> _Page excerpt_:

********************

1

The following executes do_x.sh on all files of type a_???.json recursively. However, I would like to do the same on a subset of these files that do not have a corresponding file with the same name and different extension.

 find $PWD -type f -name "a_???.json"  | xargs -I{} do_x.sh {}

How do I say in the same one-liner, do the same but only on the files a_???.json that do not have a corresponding a_???.json done? The following is not a solution for sure:

find $PWD -type f -name "a_???.json" -exclude "a_???.json.done" | xargs -I{} do_x.sh {}
Example
a_111.json
a_112.json
a_111.json.done

So, execute do_x.sh only on a_112.json

Tims
  • 627
  • 7
  • 19
  • 2
    Can you put that logic into `do_x.sh`? – Barmar Aug 28 '23 at 21:58
  • The intent is to skip sending them to compute nodes on cluster: find $PWD -type f -name "a_???.json" | xargs -I{} -n1 -P10 srun -N1 -A goc -p slurm do_x.sh {} – Tims Aug 28 '23 at 22:13
  • 3
    Asking for a one liner will discourage many people from trying to help you since it tells us you favor brevity over robustness, clarity, efficiency, portability, and everything else that actually matters in software and so are likely to accept the briefest answer rather than a good one. You might want to [edit] your subject line and description to remove "one liner" if you actually just want a good solution. – Ed Morton Aug 28 '23 at 22:36

3 Answers3

2

To keep the same structure of your script, try this :

find $PWD -type f -name "a_???.json" -execdir test '!' -f {}.done \; -print | xargs -I{} do_x.sh {}
Philippe
  • 20,025
  • 2
  • 23
  • 32
  • How would this change if srun is added: find $PWD -type f -name "a_???.json" | xargs -I{} -n1 -P10 srun -N1 -A goc -p slurm do_x.sh {} – Tims Aug 28 '23 at 22:15
  • 1
    You don't actually need `bash -c` here, since `test` is available as an external command: `find "$PWD" -type f -name "a_???.json" -exec test '!' -f {}.done \; -print | xargs ...` (note: I single-quoted the exclamation mark to prevent bash from mistaking it for a history expansion). And @Tims none of these changes to the `find` command affect how you process the resulting file list with `xargs` and/or `do_x.sh` -- they *only* change the output of `find` to exclude files that have a corresponding .done file. – Gordon Davisson Aug 28 '23 at 22:41
  • @GordonDavisson I noticed that yesterday, but didn't have time to fix it. – Philippe Aug 29 '23 at 05:53
1

Execute a shell if statement in xargs.

********************

> _Information provided_:
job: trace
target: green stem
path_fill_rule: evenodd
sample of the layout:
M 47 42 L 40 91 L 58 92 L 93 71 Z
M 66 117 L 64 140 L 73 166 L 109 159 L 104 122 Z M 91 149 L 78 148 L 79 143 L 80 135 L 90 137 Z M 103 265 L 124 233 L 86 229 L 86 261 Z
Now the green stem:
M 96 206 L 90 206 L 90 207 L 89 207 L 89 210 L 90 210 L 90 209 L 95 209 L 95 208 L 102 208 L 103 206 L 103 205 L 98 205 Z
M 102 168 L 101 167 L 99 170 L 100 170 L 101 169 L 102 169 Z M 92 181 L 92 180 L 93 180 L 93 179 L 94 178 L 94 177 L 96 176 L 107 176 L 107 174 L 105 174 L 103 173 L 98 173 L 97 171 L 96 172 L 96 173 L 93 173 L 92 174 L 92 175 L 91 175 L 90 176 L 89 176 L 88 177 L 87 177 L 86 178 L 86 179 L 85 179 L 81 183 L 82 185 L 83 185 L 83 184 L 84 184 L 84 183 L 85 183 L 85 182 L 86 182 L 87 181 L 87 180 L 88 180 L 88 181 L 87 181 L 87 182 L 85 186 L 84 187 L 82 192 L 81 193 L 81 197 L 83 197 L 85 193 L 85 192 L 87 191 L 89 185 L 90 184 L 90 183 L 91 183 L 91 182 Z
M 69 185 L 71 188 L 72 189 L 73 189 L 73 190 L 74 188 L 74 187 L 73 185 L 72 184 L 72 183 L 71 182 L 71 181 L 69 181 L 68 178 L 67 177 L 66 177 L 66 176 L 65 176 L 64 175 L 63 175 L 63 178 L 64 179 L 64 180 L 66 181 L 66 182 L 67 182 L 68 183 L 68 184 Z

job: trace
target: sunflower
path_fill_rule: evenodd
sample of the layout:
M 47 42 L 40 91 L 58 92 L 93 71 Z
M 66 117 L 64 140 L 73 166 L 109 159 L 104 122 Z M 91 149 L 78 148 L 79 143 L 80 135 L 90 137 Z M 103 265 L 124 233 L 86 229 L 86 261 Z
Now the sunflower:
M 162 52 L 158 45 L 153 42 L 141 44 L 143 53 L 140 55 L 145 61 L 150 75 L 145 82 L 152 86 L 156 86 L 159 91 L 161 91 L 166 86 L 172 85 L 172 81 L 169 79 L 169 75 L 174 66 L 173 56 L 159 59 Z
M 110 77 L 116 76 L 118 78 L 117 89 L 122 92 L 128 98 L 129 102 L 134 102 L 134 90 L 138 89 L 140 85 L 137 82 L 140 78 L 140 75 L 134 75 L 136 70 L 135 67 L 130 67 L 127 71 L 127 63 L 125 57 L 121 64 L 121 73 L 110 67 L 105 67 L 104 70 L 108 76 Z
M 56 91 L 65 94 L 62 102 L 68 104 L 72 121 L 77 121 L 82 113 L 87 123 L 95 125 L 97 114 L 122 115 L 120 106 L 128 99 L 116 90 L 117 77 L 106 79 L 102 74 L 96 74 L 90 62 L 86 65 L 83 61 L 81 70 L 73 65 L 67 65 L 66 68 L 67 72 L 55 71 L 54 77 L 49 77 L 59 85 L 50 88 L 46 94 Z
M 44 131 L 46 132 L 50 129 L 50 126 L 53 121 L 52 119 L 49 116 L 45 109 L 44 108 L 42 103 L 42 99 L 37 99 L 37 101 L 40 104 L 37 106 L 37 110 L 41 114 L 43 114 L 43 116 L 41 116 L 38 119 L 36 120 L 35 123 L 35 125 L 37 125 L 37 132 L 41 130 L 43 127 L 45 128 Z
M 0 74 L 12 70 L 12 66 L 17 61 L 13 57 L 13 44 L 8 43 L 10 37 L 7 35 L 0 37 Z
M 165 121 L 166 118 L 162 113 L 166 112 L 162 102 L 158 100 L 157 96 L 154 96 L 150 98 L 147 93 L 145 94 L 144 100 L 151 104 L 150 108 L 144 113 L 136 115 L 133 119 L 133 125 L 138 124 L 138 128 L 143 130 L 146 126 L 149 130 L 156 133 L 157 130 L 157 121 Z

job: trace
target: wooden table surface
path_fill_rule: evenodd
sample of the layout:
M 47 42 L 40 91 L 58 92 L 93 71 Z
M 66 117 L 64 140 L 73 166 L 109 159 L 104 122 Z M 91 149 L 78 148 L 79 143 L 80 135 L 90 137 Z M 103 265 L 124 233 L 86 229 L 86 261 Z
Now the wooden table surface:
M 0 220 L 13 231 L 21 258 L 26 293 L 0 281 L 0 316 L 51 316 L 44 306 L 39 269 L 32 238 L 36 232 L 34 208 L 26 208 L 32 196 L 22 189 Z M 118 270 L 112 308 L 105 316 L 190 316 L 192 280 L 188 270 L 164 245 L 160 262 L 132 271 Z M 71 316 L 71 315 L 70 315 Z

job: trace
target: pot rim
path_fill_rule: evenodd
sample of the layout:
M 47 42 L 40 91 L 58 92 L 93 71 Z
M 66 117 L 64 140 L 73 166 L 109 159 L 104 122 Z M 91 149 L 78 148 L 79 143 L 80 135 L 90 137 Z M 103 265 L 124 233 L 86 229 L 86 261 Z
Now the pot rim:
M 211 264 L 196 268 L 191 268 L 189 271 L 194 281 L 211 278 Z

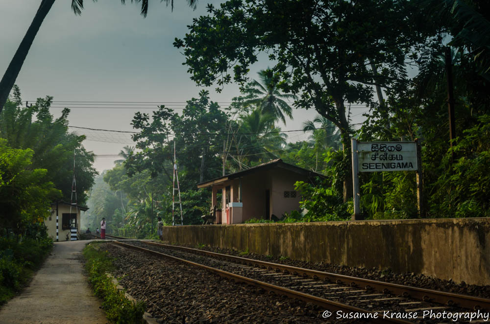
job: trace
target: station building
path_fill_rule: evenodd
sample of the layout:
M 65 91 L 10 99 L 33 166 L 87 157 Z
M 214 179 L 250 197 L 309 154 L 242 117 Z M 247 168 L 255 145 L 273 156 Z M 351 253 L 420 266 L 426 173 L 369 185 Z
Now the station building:
M 52 237 L 54 242 L 78 239 L 80 212 L 88 209 L 86 206 L 72 205 L 63 201 L 52 203 L 51 214 L 44 220 L 44 224 L 48 228 L 48 235 Z
M 197 187 L 211 187 L 211 206 L 218 207 L 216 224 L 240 224 L 252 218 L 270 220 L 272 215 L 280 219 L 298 210 L 301 197 L 294 183 L 317 177 L 324 177 L 278 159 L 201 183 Z

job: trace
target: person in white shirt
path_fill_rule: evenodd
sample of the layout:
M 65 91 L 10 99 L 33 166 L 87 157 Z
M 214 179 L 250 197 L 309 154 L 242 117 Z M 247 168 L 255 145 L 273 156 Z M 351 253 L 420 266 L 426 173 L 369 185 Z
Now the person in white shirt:
M 100 238 L 105 239 L 105 218 L 103 217 L 100 222 Z

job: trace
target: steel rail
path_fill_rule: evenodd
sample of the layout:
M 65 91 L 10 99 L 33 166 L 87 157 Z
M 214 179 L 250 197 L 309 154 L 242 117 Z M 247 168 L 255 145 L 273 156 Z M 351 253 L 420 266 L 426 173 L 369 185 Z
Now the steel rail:
M 166 257 L 167 258 L 174 260 L 179 262 L 187 263 L 188 264 L 190 264 L 200 268 L 205 269 L 216 273 L 221 277 L 234 280 L 236 282 L 244 282 L 248 284 L 251 284 L 268 291 L 272 292 L 279 296 L 285 296 L 291 298 L 299 299 L 307 302 L 311 302 L 320 307 L 326 308 L 329 310 L 332 311 L 332 312 L 338 311 L 342 311 L 343 312 L 350 312 L 351 313 L 357 313 L 365 314 L 366 317 L 364 318 L 368 319 L 369 321 L 369 323 L 399 323 L 400 324 L 408 324 L 408 323 L 412 323 L 399 320 L 398 319 L 392 319 L 389 318 L 383 318 L 382 317 L 379 317 L 379 316 L 382 316 L 382 315 L 376 312 L 372 312 L 366 309 L 358 308 L 349 305 L 345 305 L 336 301 L 333 301 L 323 298 L 317 297 L 309 294 L 305 294 L 299 291 L 292 290 L 287 288 L 280 287 L 279 286 L 271 284 L 267 282 L 264 282 L 263 281 L 261 281 L 255 279 L 247 278 L 246 277 L 243 277 L 243 276 L 240 276 L 239 275 L 231 273 L 231 272 L 228 272 L 227 271 L 224 271 L 213 268 L 212 267 L 209 267 L 208 266 L 200 264 L 199 263 L 193 262 L 191 261 L 181 259 L 172 255 L 169 255 L 164 253 L 157 252 L 157 251 L 152 251 L 148 249 L 131 245 L 131 244 L 127 244 L 118 241 L 114 241 L 113 243 L 125 248 L 143 251 L 159 256 L 163 256 L 164 257 Z
M 490 300 L 479 297 L 475 297 L 466 295 L 460 295 L 443 291 L 438 291 L 432 289 L 405 286 L 396 283 L 384 282 L 370 279 L 358 278 L 349 276 L 338 275 L 329 272 L 312 270 L 303 268 L 273 263 L 265 261 L 259 261 L 253 259 L 248 259 L 240 256 L 235 256 L 228 255 L 210 252 L 202 250 L 192 249 L 182 246 L 169 245 L 163 243 L 142 241 L 144 243 L 150 245 L 160 245 L 167 248 L 191 252 L 194 253 L 211 255 L 219 258 L 233 260 L 240 263 L 253 265 L 255 266 L 265 267 L 275 270 L 276 271 L 287 271 L 290 273 L 297 274 L 303 277 L 308 277 L 323 280 L 328 280 L 337 283 L 342 283 L 351 287 L 360 287 L 367 289 L 373 289 L 383 292 L 385 294 L 398 295 L 406 298 L 412 298 L 421 300 L 424 301 L 433 301 L 448 306 L 457 306 L 464 308 L 474 310 L 490 309 Z

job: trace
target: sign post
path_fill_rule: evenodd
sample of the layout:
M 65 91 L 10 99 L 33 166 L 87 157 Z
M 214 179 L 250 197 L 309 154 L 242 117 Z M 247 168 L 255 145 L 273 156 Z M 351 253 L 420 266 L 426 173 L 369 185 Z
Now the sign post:
M 359 172 L 416 171 L 417 205 L 421 217 L 425 216 L 420 142 L 359 142 L 352 139 L 352 178 L 354 185 L 353 220 L 363 219 L 361 212 Z
M 352 139 L 351 141 L 352 148 L 352 181 L 354 188 L 354 215 L 352 220 L 363 219 L 363 214 L 361 213 L 361 198 L 359 190 L 359 168 L 357 161 L 357 139 Z

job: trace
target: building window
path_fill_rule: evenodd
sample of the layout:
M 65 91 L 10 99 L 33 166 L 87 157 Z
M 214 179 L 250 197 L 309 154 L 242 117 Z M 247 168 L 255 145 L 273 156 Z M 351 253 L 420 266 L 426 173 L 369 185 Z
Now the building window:
M 76 214 L 63 213 L 61 217 L 61 229 L 69 230 L 71 227 L 76 228 Z

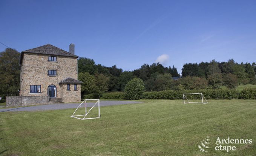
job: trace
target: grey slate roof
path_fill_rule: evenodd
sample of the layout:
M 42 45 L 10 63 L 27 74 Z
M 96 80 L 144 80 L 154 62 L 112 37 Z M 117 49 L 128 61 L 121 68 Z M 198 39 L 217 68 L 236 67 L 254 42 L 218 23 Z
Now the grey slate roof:
M 49 44 L 48 44 L 42 46 L 39 46 L 34 48 L 29 49 L 21 51 L 20 56 L 20 64 L 21 64 L 23 57 L 23 54 L 24 52 L 46 54 L 49 55 L 57 55 L 60 56 L 66 56 L 78 58 L 78 56 L 74 55 L 60 49 Z
M 59 83 L 59 84 L 63 83 L 83 83 L 82 81 L 80 81 L 77 80 L 74 78 L 66 78 L 63 81 L 62 81 Z

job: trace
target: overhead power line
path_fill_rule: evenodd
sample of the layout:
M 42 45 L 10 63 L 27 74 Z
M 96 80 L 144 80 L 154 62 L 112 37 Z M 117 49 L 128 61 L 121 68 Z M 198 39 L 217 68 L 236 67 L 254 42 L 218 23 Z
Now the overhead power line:
M 2 44 L 3 45 L 4 45 L 5 46 L 6 46 L 6 47 L 7 47 L 7 48 L 9 48 L 12 49 L 12 48 L 10 48 L 10 47 L 9 47 L 9 46 L 7 46 L 7 45 L 5 45 L 5 44 L 3 44 L 3 43 L 0 42 L 0 44 Z

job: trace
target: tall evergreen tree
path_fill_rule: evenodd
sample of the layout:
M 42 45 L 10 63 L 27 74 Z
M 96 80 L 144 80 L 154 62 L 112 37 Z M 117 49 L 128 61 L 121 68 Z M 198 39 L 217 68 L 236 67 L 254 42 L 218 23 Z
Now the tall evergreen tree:
M 254 78 L 255 77 L 255 73 L 250 63 L 245 63 L 245 72 L 248 74 L 248 77 L 250 78 Z
M 183 65 L 181 74 L 182 76 L 198 76 L 199 75 L 199 68 L 197 63 L 185 63 Z
M 210 62 L 208 65 L 208 75 L 211 75 L 215 73 L 220 73 L 221 72 L 221 70 L 219 67 L 218 63 L 216 62 L 215 60 L 213 60 Z
M 0 52 L 0 96 L 19 95 L 20 53 L 8 48 Z

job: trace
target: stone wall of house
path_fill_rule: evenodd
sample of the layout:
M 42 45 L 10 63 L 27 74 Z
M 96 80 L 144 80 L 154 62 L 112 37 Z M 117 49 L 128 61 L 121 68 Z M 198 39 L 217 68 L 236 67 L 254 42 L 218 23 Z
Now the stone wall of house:
M 67 90 L 67 84 L 61 84 L 61 94 L 63 97 L 64 102 L 80 102 L 81 101 L 80 84 L 77 84 L 76 90 L 74 89 L 74 84 L 70 84 L 70 90 Z
M 49 96 L 7 96 L 6 106 L 18 106 L 48 104 Z
M 57 62 L 48 61 L 49 55 L 24 52 L 21 67 L 20 96 L 47 96 L 48 87 L 53 85 L 56 87 L 57 98 L 62 98 L 59 83 L 68 77 L 77 80 L 77 58 L 51 56 L 56 56 Z M 48 70 L 56 70 L 57 75 L 48 75 Z M 31 85 L 41 85 L 41 93 L 30 93 Z M 81 96 L 80 93 L 77 96 Z

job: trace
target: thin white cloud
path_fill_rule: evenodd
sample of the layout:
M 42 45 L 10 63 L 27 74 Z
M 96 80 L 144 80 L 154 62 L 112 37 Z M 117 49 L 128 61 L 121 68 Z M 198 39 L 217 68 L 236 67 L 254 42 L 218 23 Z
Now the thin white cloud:
M 208 40 L 209 40 L 209 39 L 210 39 L 212 38 L 213 37 L 214 37 L 215 35 L 214 34 L 212 34 L 212 35 L 208 35 L 207 36 L 204 36 L 202 39 L 200 41 L 200 43 L 202 43 L 202 42 L 204 42 Z
M 166 54 L 163 54 L 156 58 L 156 63 L 159 63 L 162 65 L 166 65 L 169 61 L 169 56 Z

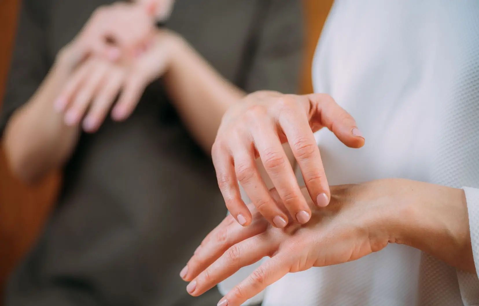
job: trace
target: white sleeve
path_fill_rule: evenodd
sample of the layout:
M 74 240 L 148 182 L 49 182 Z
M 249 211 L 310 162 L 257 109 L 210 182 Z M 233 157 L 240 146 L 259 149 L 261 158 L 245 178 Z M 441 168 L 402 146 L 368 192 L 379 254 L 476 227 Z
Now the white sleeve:
M 465 305 L 479 305 L 479 189 L 462 188 L 466 193 L 469 228 L 471 233 L 472 255 L 476 265 L 476 274 L 457 271 L 461 296 Z
M 288 157 L 289 163 L 291 164 L 293 169 L 297 169 L 298 167 L 296 164 L 295 157 L 293 155 L 293 152 L 291 151 L 291 148 L 289 147 L 289 145 L 288 145 L 287 143 L 283 144 L 283 148 L 284 149 L 285 153 L 286 153 L 286 155 Z M 271 182 L 271 180 L 268 175 L 268 174 L 266 173 L 266 170 L 264 169 L 264 167 L 263 166 L 263 164 L 261 159 L 258 159 L 256 160 L 256 166 L 258 167 L 258 170 L 259 171 L 260 174 L 261 175 L 261 177 L 263 178 L 263 180 L 264 181 L 264 183 L 266 185 L 266 187 L 268 189 L 271 189 L 274 187 L 274 186 L 273 185 L 273 182 Z M 301 179 L 302 179 L 302 176 L 301 175 L 299 175 L 299 176 L 300 176 Z M 302 186 L 300 185 L 301 181 L 299 180 L 298 180 L 298 183 L 300 184 L 300 186 Z M 303 183 L 303 185 L 304 185 L 304 183 Z M 241 198 L 243 199 L 243 201 L 244 201 L 245 203 L 249 204 L 251 203 L 251 200 L 250 200 L 248 197 L 246 193 L 244 192 L 244 190 L 241 187 L 241 185 L 240 185 L 240 191 L 241 192 Z M 238 272 L 218 284 L 218 290 L 219 291 L 219 293 L 223 295 L 226 295 L 226 294 L 227 294 L 229 290 L 233 289 L 235 286 L 239 284 L 241 281 L 246 278 L 246 277 L 252 273 L 256 269 L 256 268 L 261 265 L 262 263 L 264 262 L 265 261 L 267 260 L 268 259 L 268 257 L 264 257 L 256 263 L 253 263 L 251 266 L 243 267 L 243 268 L 240 269 Z M 264 298 L 264 295 L 265 294 L 265 290 L 263 290 L 255 296 L 251 298 L 245 302 L 243 304 L 242 306 L 253 305 L 261 303 Z

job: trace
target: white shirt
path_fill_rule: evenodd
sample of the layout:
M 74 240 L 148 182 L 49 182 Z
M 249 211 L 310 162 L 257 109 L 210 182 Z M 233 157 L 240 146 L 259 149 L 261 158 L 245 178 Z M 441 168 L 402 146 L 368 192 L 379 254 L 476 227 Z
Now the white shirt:
M 330 184 L 398 177 L 470 187 L 464 189 L 479 270 L 479 1 L 336 1 L 313 75 L 315 91 L 351 114 L 366 139 L 354 149 L 329 131 L 317 133 Z M 479 280 L 390 244 L 354 262 L 288 274 L 268 287 L 263 305 L 476 305 Z

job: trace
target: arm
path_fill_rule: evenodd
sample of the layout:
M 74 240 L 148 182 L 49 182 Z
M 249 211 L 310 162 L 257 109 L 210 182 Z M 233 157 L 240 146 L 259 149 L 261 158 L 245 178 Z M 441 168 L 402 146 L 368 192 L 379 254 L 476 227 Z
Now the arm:
M 296 93 L 303 50 L 301 4 L 290 0 L 260 2 L 257 9 L 264 13 L 252 31 L 251 52 L 236 85 L 248 93 Z M 182 44 L 164 76 L 166 89 L 184 124 L 209 153 L 223 114 L 245 93 Z
M 177 37 L 164 76 L 168 94 L 183 122 L 206 152 L 210 152 L 221 118 L 245 95 L 223 78 L 182 39 Z
M 61 166 L 73 150 L 79 134 L 54 110 L 53 101 L 69 75 L 68 64 L 59 60 L 33 96 L 13 114 L 5 129 L 4 145 L 12 171 L 32 181 Z
M 66 61 L 58 61 L 48 73 L 42 6 L 41 1 L 23 1 L 0 123 L 1 131 L 5 127 L 2 140 L 10 166 L 27 180 L 61 159 L 76 137 L 74 130 L 61 129 L 51 107 L 66 76 Z
M 73 72 L 81 70 L 81 65 L 76 69 L 78 64 L 95 57 L 93 54 L 101 58 L 115 49 L 115 55 L 110 59 L 118 59 L 120 50 L 106 43 L 107 36 L 114 38 L 122 51 L 131 51 L 149 39 L 153 29 L 151 17 L 143 7 L 115 3 L 99 8 L 78 36 L 57 55 L 47 73 L 44 30 L 47 21 L 45 16 L 39 16 L 38 7 L 42 5 L 42 1 L 31 0 L 24 4 L 3 118 L 4 121 L 8 119 L 3 142 L 10 167 L 27 181 L 62 166 L 77 142 L 78 125 L 65 124 L 64 116 L 55 109 L 61 109 L 57 98 L 67 81 Z M 136 36 L 124 31 L 130 19 L 137 27 Z
M 302 191 L 307 196 L 306 188 Z M 479 190 L 387 179 L 332 186 L 331 193 L 325 208 L 315 207 L 308 198 L 309 222 L 285 230 L 268 225 L 251 206 L 249 226 L 241 228 L 228 216 L 188 262 L 182 275 L 191 281 L 187 290 L 202 294 L 238 269 L 271 256 L 223 299 L 225 305 L 240 305 L 286 273 L 355 260 L 389 243 L 419 249 L 473 273 L 469 280 L 477 282 L 477 226 L 471 222 L 469 227 L 468 206 L 468 219 L 475 220 Z M 271 194 L 281 201 L 275 190 Z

********************

> _Aim_:
Answer these about the shell thread:
1. In the example, which file should do_x.sh run on?
2. Which phrase does Ed Morton suggest removing from the subject line and description?
3. Why did Gordon Davisson single-quote the exclamation mark?
The rows have no connection to the shell thread.

> _Correct answer_:
1. a_112.json
2. "one liner"
3. To prevent bash from mistaking it for a history expansion.